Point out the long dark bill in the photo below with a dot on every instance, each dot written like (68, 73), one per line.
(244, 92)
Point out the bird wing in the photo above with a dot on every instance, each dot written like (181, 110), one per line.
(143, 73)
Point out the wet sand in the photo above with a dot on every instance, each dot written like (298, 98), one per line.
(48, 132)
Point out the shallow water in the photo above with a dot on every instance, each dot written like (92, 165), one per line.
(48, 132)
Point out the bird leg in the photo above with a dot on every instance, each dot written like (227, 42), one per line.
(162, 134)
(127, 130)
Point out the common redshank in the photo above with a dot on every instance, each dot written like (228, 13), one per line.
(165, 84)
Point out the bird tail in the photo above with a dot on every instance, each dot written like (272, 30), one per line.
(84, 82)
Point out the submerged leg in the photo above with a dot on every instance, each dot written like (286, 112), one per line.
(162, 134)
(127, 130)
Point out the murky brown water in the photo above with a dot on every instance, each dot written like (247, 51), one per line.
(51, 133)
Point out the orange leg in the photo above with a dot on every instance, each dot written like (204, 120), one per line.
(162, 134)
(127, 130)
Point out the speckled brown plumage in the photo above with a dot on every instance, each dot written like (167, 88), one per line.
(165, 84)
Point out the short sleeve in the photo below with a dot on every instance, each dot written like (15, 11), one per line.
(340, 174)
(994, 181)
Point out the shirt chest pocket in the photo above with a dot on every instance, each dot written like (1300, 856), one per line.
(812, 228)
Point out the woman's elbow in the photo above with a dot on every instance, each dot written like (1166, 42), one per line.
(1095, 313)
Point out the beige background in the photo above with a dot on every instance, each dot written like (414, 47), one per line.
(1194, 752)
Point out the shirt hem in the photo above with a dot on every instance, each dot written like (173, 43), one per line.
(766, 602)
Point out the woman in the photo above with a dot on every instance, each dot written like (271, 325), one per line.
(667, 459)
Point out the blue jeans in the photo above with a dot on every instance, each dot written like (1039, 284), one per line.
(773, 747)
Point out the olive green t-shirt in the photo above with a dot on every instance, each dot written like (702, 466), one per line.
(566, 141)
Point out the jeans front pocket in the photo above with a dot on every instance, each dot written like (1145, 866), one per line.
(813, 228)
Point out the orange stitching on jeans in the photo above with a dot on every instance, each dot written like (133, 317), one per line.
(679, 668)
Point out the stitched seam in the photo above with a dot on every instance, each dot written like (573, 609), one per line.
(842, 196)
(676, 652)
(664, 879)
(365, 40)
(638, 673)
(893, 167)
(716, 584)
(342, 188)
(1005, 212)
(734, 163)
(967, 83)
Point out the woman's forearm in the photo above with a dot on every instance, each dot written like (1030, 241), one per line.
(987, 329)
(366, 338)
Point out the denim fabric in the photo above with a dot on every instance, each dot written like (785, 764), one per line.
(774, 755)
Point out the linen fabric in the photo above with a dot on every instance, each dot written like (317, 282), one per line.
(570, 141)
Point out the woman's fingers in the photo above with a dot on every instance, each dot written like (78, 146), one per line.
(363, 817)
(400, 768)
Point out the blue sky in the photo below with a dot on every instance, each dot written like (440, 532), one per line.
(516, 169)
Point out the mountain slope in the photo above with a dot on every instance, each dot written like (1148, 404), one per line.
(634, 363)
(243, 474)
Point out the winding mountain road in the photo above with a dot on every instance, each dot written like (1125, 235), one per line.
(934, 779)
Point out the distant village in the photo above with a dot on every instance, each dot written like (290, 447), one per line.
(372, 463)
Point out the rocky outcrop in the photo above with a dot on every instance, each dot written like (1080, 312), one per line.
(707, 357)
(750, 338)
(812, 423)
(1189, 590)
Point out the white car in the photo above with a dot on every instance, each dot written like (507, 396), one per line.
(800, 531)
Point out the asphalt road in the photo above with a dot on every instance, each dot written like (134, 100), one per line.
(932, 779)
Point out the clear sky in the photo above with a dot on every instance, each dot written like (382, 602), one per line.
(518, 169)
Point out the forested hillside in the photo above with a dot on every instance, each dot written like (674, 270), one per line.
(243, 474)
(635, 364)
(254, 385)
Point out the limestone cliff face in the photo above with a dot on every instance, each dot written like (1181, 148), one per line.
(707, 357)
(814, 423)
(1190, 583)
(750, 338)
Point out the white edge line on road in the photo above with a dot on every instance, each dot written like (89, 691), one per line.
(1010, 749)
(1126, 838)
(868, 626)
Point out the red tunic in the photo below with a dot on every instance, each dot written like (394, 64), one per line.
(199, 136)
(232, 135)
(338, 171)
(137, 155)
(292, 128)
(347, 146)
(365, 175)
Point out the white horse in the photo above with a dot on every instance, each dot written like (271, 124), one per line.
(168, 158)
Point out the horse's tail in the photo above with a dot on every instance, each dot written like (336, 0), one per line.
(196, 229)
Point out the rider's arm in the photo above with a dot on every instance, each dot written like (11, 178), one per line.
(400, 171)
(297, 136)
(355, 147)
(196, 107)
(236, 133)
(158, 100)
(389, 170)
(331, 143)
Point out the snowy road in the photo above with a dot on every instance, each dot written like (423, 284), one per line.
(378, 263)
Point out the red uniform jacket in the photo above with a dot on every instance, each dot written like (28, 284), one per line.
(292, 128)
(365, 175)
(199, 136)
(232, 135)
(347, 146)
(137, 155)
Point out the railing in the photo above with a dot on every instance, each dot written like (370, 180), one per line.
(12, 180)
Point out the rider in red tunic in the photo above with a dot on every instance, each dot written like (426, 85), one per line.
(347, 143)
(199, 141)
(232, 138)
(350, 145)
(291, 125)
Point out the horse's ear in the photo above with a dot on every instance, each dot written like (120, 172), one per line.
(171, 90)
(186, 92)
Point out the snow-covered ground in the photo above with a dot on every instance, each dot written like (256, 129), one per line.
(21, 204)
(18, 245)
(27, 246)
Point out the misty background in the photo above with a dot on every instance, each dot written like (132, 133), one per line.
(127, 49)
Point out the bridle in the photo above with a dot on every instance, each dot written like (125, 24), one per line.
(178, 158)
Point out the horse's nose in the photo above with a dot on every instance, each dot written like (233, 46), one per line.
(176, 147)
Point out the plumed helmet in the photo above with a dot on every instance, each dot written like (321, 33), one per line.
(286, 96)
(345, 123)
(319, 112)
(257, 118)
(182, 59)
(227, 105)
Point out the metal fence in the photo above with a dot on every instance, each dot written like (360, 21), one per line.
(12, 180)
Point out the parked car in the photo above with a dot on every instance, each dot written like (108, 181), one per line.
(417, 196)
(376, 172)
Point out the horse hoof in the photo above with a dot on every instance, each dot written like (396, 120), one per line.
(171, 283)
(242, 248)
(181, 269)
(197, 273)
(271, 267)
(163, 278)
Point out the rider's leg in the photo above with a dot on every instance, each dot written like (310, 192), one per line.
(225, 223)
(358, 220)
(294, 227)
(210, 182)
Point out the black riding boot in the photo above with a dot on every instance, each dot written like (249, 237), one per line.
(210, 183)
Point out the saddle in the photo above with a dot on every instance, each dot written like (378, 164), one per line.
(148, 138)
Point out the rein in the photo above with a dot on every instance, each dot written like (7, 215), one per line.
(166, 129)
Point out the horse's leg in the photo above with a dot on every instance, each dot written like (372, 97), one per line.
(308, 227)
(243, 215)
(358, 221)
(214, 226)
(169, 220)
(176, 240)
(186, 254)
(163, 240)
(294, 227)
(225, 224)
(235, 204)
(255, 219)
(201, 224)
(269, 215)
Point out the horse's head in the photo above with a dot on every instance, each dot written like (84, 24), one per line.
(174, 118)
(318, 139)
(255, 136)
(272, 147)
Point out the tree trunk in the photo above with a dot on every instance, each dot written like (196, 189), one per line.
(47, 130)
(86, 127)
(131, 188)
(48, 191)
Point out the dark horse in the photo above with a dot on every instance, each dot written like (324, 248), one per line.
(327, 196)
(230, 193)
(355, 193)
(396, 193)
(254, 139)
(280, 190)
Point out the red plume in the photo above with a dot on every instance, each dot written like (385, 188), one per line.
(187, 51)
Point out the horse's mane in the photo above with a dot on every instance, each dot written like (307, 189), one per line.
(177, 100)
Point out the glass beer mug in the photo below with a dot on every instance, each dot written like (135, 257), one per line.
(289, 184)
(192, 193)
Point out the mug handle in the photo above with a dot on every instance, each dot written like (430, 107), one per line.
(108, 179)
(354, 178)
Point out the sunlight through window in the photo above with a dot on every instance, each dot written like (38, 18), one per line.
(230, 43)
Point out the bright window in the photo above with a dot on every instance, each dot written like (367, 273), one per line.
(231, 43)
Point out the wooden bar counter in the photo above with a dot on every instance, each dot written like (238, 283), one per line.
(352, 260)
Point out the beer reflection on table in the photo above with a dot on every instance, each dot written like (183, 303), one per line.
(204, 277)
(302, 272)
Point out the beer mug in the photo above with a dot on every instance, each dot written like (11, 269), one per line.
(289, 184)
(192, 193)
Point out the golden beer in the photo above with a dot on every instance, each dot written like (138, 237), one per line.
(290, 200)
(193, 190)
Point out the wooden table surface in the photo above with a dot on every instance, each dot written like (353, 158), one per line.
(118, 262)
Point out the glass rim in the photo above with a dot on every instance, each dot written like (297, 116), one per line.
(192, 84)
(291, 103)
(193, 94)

────────

__Instructions to follow__.
Quote only the lines from the line containing "Point out the tree" through the end of the listing, please, keeping both the first and the last line.

__Completed exercise__.
Point out the tree trunk in the photo above with a dot on every instance, each dot written like (196, 189), one per line.
(47, 130)
(86, 127)
(131, 188)
(48, 191)
Point out the dark horse in the photo above with a dot on every instance, each dot written like (324, 248), one per line.
(327, 196)
(230, 193)
(355, 193)
(396, 193)
(254, 139)
(280, 190)
Point out the red plume in the photo above with a dot on every instance, each dot written like (385, 188), one per line.
(187, 51)
Point out the horse's mane in the photo above with a dot on every instance, each dot written like (307, 189), one per line.
(177, 100)
Point out the glass beer mug in the photo below with a dot on every instance, each dot written like (135, 257), one per line.
(289, 184)
(192, 193)
Point out the mug handle in the photo above with a dot on every instance, each dot written like (430, 107), one per line.
(108, 179)
(354, 178)
Point out the sunlight through window in the photo above with a dot on every instance, each dot written like (38, 18), one per line.
(230, 43)
Point out the bright window in the photo above with a dot on every instance, each dot written like (367, 273), one per line.
(231, 43)
Point out the wooden bar counter in the photo above with a dot on every instance, each dot written like (238, 283), one per line.
(352, 260)
Point out the beer reflection on table in the photo above with a dot on every instance, each dot written like (183, 303), one per line.
(204, 277)
(302, 272)
Point out the beer mug in the photo above with a dot on every instance, each dot written like (11, 269), one per line.
(289, 184)
(192, 193)
Point out the golden beer in the photo above with a dot on every instance, each dot written like (138, 237), one per line.
(290, 200)
(193, 190)
Point out the wooden table surface in the photo above with a dot on every instance, each dot written like (353, 158), one per line.
(118, 262)
Point out the glass rim in the photo above with a dot on every instance, each dot written like (297, 116), one per line.
(192, 84)
(291, 103)
(193, 94)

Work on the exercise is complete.